Work to complete. Rewrite the material starting at the line that contains "y=245, one point per instance." and ending at the line that contains "x=297, y=380", with "drill" replaced by "exercise" and everything else unchanged.
┄┄┄┄┄┄┄┄┄┄┄┄┄┄┄┄┄┄┄┄
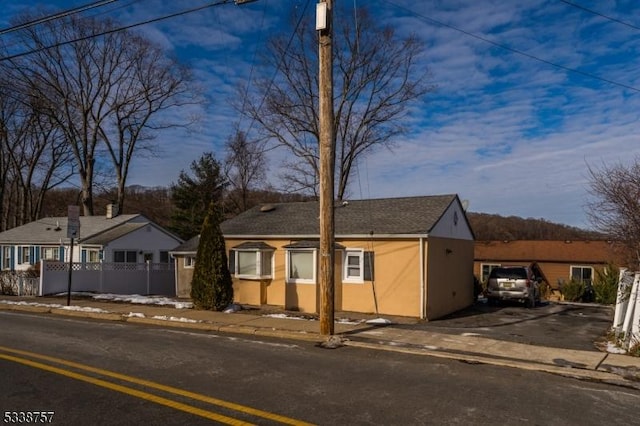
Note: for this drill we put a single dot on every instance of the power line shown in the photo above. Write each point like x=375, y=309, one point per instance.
x=513, y=50
x=577, y=6
x=266, y=92
x=114, y=30
x=58, y=15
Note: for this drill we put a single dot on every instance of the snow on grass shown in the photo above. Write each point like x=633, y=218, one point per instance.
x=379, y=321
x=41, y=305
x=84, y=309
x=285, y=316
x=613, y=349
x=177, y=319
x=143, y=300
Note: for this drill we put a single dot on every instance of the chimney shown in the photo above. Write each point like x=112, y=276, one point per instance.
x=112, y=211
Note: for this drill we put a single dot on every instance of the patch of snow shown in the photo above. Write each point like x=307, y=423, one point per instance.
x=41, y=305
x=84, y=309
x=285, y=316
x=348, y=321
x=234, y=307
x=613, y=349
x=177, y=319
x=379, y=321
x=144, y=300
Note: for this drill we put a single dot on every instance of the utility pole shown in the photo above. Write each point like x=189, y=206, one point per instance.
x=327, y=166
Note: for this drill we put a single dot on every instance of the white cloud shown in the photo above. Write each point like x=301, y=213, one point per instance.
x=511, y=133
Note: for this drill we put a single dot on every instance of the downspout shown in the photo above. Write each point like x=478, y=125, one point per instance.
x=423, y=302
x=175, y=274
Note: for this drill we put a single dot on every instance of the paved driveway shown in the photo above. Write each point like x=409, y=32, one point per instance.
x=561, y=325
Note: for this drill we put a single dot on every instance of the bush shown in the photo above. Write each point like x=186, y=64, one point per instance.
x=605, y=286
x=211, y=285
x=573, y=291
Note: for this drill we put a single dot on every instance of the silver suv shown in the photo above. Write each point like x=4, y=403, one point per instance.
x=513, y=283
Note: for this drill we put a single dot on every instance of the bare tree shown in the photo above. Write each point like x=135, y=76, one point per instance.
x=33, y=158
x=106, y=89
x=376, y=77
x=245, y=168
x=614, y=207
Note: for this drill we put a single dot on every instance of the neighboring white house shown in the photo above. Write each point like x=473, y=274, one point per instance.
x=127, y=238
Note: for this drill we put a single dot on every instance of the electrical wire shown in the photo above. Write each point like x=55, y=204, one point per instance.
x=577, y=6
x=114, y=30
x=280, y=61
x=511, y=49
x=58, y=15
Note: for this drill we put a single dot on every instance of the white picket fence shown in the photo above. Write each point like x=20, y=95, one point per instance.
x=626, y=320
x=118, y=278
x=19, y=284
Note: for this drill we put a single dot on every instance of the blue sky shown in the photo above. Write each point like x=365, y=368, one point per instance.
x=511, y=127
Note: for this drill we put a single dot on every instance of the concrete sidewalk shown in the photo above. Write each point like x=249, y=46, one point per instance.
x=623, y=370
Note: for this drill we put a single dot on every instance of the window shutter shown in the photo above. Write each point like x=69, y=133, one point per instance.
x=232, y=262
x=368, y=265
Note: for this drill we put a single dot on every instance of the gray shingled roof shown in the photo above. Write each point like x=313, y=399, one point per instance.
x=188, y=246
x=50, y=230
x=114, y=233
x=408, y=215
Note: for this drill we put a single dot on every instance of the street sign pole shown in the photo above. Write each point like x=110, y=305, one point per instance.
x=73, y=231
x=70, y=270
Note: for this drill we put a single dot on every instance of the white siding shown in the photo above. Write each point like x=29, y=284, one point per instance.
x=453, y=224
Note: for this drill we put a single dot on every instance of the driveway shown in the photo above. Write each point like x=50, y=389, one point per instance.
x=553, y=324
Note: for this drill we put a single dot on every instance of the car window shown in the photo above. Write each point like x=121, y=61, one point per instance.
x=509, y=273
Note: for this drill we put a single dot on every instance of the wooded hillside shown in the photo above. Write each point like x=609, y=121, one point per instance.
x=496, y=227
x=155, y=203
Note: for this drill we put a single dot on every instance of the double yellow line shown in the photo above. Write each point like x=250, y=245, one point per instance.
x=16, y=355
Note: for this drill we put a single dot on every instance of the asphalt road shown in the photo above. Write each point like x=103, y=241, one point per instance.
x=560, y=325
x=297, y=380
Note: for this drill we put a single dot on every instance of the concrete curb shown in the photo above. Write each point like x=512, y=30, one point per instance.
x=602, y=373
x=107, y=316
x=575, y=373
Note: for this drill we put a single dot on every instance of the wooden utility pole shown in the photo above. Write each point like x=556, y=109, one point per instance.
x=327, y=166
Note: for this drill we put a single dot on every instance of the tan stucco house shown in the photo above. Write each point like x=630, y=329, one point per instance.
x=556, y=261
x=409, y=256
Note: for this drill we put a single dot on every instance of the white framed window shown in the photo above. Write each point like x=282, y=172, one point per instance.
x=353, y=266
x=253, y=264
x=582, y=274
x=93, y=255
x=485, y=270
x=50, y=253
x=6, y=257
x=25, y=254
x=301, y=266
x=125, y=256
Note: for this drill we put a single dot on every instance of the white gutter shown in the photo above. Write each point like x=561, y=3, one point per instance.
x=175, y=273
x=423, y=302
x=316, y=236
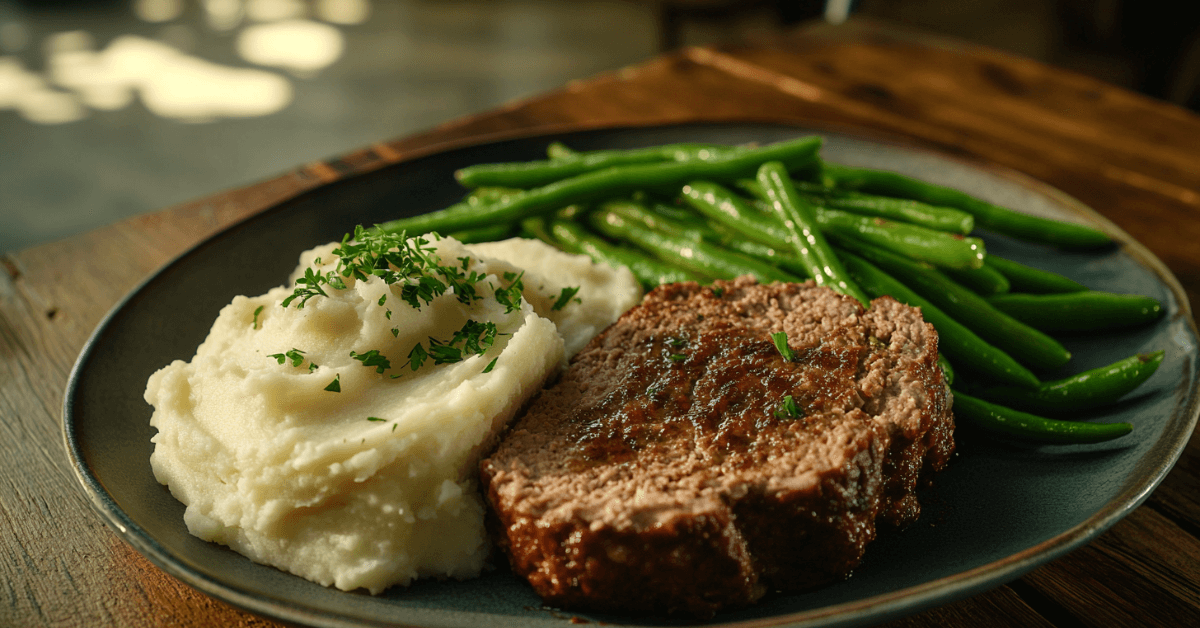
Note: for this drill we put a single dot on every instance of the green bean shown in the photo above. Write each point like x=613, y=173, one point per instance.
x=537, y=173
x=961, y=345
x=984, y=280
x=989, y=216
x=1027, y=279
x=485, y=234
x=1079, y=311
x=537, y=228
x=911, y=240
x=810, y=245
x=1089, y=389
x=723, y=207
x=574, y=238
x=900, y=209
x=607, y=183
x=947, y=369
x=1023, y=342
x=695, y=255
x=1027, y=426
x=697, y=228
x=486, y=196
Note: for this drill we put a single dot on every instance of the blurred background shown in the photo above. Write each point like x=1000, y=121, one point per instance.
x=111, y=108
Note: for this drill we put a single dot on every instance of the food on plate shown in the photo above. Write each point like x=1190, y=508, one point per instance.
x=706, y=211
x=720, y=442
x=333, y=428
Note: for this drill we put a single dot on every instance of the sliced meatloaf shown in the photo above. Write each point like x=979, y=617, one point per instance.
x=666, y=470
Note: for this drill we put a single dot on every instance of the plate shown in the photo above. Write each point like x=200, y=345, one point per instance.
x=997, y=512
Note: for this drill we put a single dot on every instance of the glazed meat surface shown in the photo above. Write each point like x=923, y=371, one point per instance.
x=665, y=470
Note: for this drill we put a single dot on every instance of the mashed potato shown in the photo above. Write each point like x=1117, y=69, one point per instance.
x=349, y=467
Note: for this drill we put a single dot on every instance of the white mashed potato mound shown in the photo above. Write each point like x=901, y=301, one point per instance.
x=373, y=485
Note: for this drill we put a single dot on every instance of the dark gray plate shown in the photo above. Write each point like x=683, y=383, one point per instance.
x=997, y=512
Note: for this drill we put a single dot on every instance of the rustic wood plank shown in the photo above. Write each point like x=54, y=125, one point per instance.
x=1129, y=576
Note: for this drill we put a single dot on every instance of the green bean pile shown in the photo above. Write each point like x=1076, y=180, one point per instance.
x=780, y=213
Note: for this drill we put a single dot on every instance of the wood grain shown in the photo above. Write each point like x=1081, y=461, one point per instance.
x=1129, y=157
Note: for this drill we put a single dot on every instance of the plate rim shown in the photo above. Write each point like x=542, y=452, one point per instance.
x=876, y=608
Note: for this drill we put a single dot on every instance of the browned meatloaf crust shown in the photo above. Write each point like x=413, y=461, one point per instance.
x=658, y=474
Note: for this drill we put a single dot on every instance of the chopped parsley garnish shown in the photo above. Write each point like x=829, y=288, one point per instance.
x=394, y=258
x=372, y=358
x=417, y=357
x=413, y=265
x=294, y=356
x=789, y=410
x=474, y=339
x=780, y=340
x=565, y=297
x=510, y=297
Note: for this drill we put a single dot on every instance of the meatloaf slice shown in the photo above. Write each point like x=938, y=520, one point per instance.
x=665, y=470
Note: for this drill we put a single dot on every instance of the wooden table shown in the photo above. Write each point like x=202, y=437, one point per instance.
x=1132, y=159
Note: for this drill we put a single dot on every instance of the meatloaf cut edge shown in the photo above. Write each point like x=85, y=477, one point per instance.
x=665, y=471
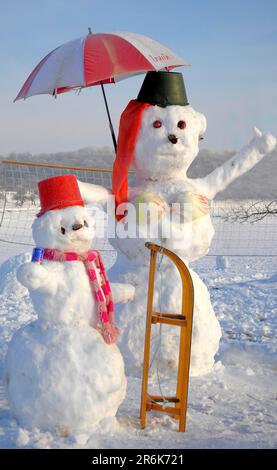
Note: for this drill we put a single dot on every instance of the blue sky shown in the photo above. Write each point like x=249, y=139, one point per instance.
x=231, y=45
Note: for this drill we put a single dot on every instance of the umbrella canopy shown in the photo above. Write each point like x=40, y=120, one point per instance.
x=97, y=59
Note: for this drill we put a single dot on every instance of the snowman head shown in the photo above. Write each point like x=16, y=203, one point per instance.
x=63, y=222
x=168, y=141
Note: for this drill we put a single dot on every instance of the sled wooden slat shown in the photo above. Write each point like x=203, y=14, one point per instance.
x=184, y=321
x=158, y=398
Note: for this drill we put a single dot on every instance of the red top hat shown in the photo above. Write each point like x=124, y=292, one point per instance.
x=59, y=192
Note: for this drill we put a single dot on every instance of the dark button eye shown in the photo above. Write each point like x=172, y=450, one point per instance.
x=182, y=124
x=157, y=124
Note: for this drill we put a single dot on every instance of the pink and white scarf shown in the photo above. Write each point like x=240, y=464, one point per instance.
x=101, y=290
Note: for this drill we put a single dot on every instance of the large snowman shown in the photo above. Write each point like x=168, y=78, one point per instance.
x=64, y=372
x=159, y=137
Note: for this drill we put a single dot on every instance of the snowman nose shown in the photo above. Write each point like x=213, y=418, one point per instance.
x=173, y=139
x=77, y=226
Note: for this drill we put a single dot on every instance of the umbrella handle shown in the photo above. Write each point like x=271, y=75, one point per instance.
x=109, y=117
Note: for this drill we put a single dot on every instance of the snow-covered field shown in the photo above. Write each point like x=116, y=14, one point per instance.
x=235, y=406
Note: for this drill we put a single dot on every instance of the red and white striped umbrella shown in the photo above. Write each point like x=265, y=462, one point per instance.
x=96, y=59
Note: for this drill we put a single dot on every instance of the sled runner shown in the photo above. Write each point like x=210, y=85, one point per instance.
x=184, y=321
┄┄┄┄┄┄┄┄┄┄┄┄┄┄┄┄┄┄┄┄
Result below.
Note: for this exercise we put a single dot on every instance of the double yellow line shown in the photo above. Write each point like x=250, y=245, one point per instance.
x=16, y=355
Note: for this exercise we put a single dot on every instance of the asphalt road shown in the photo above. Write each point like x=103, y=241, one point per instance.
x=560, y=325
x=297, y=380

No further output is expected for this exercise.